Git development
 help / color / mirror / Atom feed
From: Justin Tobler <jltobler@gmail.com>
To: git@vger.kernel.org
Cc: ps@pks.im, gitster@pobox.com, Justin Tobler <jltobler@gmail.com>
Subject: [PATCH v3 0/7] odb: add write operation to ODB transaction interface
Date: Thu,  2 Apr 2026 16:32:13 -0500	[thread overview]
Message-ID: <20260402213220.2651523-1-jltobler@gmail.com> (raw)
In-Reply-To: <20260401030316.1847362-1-jltobler@gmail.com>

Greetings,

This series lays the groundwork for introducing write operations to the
ODB transaction interface. The eventual goal is for all object writes
performed within a transaction to go through this interface explicitly,
rather than implicitly relying on the transaction to reconfigure ODB
sources so that writes are redirected to a temporary location.

For now, only `odb_transaction_write_object_stream()` is implemented and
wires up the existing logic for streaming "large" blobs directly into a
packfile as part of the transaction.

Most of the patches are structural refactorings to enable this, but
patch 4 introduces a behavioral change in how packfiles that would
exceed "pack.packSizeLimit" are handled.

Changes since V2:
- Renamed some variables to improve clarity
- Make `odb_write_stream_from_fd()` fully initialize the underlying
  `struct odb_write_stream`
- Move `struct odb_write_stream` to "odb/streaming.h"
- Make the `hash_blob_stream()` helper more generic by operating on a
  `struct odb_write_stream` instead of reading from an fd directly.
- Introduce an `odb_write_stream_release()` helper to free the
  underlying stream data.

Changes since V1:
- Fixed some typos
- Improved error handling
- Removed unnecessary guard statement
- Documented in comments why inflated object size is used to approximate
  if object write will exceed "pack.packSizeLimit".
- Updated `struct odb_write_stream` read() callback to support returning
  errors and using caller provided buffer
- Updated the `hash_blob_stream()` function signature to operate on a
  `struct odb_write_stream` instead of an fd directly
- Renamed some variables/functions for better clarity

Thanks,
-Justin

Justin Tobler (7):
  odb: split `struct odb_transaction` into separate header
  odb/transaction: use pluggable `begin_transaction()`
  odb: update `struct odb_write_stream` read() callback
  object-file: remove flags from transaction packfile writes
  object-file: avoid fd seekback by checking object size upfront
  object-file: generalize packfile writes to use odb_write_stream
  odb/transaction: make `write_object_stream()` pluggable

 Makefile                 |   1 +
 builtin/add.c            |   1 +
 builtin/unpack-objects.c |  21 ++--
 builtin/update-index.c   |   1 +
 cache-tree.c             |   1 +
 meson.build              |   1 +
 object-file.c            | 237 ++++++++++++++++++++-------------------
 odb.c                    |  25 -----
 odb.h                    |  37 +-----
 odb/streaming.c          |  51 +++++++++
 odb/streaming.h          |  30 +++++
 odb/transaction.c        |  35 ++++++
 odb/transaction.h        |  57 ++++++++++
 read-cache.c             |   1 +
 14 files changed, 311 insertions(+), 188 deletions(-)
************
# What you need to do
(1) According to the ODB transaction cover letter, which patch introduces a behavioral change, and what behavior does it affect?
(2) Using the ODB transaction cover letter, explain why the series adds write operations to the ODB transaction interface.
(3) Extend the ODB transaction cover letter beyond its final line.
The material that comes next is separate from the cover letter above.

# Source data
************
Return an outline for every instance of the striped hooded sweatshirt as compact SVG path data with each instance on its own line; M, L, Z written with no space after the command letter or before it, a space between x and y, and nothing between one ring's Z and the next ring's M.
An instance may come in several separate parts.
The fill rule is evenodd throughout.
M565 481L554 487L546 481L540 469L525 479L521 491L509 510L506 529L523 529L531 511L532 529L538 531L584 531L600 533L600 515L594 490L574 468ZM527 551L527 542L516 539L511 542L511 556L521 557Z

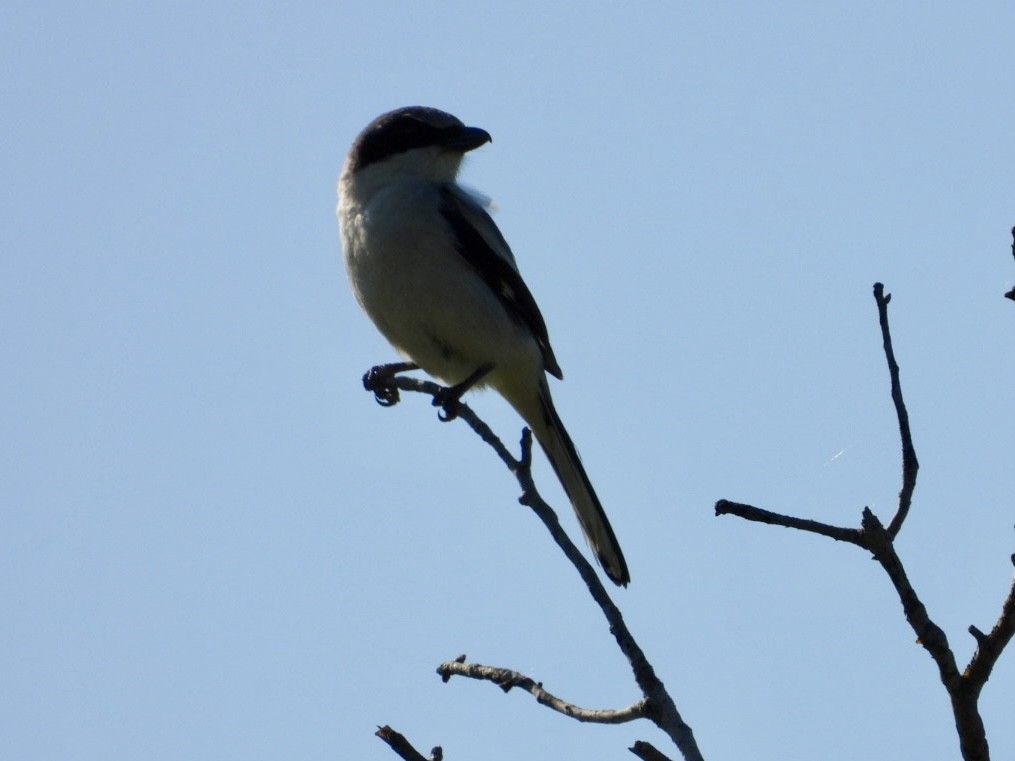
************
# Task-by-task results
(1) Patch 4 introduces a behavioral change in how packfiles that would exceed "pack.packSizeLimit" are handled.

(2) The eventual goal is for all object writes performed within a transaction to go through this interface explicitly. Writes would then no longer rely implicitly on the transaction reconfiguring ODB sources to redirect them to a temporary location.

(3)
 create mode 100644 odb/transaction.c
 create mode 100644 odb/transaction.h

Range-diff against v2:
1:  eee372b426 = 1:  eee372b426 odb: split `struct odb_transaction` into separate header
2:  57ac075560 = 2:  57ac075560 odb/transaction: use pluggable `begin_transaction()`
3:  556f003d0a ! 3:  11321ad607 odb: update `struct odb_write_stream` read() callback
    @@ Commit message
     
         Update the interface to instead require the caller to provide a buffer,
         and have the callback return the number of bytes written to it or a
    -    negative value on error. Call sites are updated accordingly.
    +    negative value on error. While at it, also move the `struct
    +    odb_write_stream` definition to "odb/streaming.h". Call sites are
    +    updated accordingly.
     
         Signed-off-by: Justin Tobler <jltobler@gmail.com>
     
      ## builtin/unpack-objects.c ##
    +@@
    + #include "hex.h"
    + #include "object-file.h"
    + #include "odb.h"
    ++#include "odb/streaming.h"
    + #include "odb/transaction.h"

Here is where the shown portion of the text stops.